**TASK OBJECTIVE:** Would you transcribe the listing that follows, character for character, and omit its images?
#####
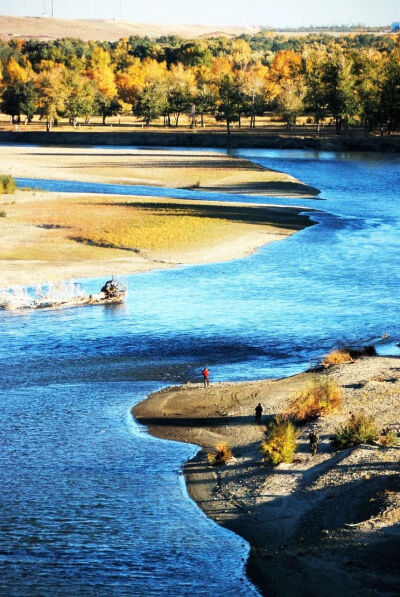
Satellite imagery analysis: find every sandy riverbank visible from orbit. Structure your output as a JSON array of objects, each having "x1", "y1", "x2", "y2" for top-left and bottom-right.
[
  {"x1": 0, "y1": 190, "x2": 313, "y2": 287},
  {"x1": 0, "y1": 145, "x2": 319, "y2": 287},
  {"x1": 0, "y1": 145, "x2": 320, "y2": 197},
  {"x1": 133, "y1": 356, "x2": 400, "y2": 596}
]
#####
**SOLVED PROBLEM:**
Satellite imagery analysis: find every sandy riverbank visible from orbit. Structure your output as a JSON array of objects, each having "x1", "y1", "x2", "y2" for top-left and bottom-right.
[
  {"x1": 0, "y1": 190, "x2": 313, "y2": 287},
  {"x1": 0, "y1": 145, "x2": 319, "y2": 287},
  {"x1": 0, "y1": 145, "x2": 320, "y2": 197},
  {"x1": 133, "y1": 356, "x2": 400, "y2": 596}
]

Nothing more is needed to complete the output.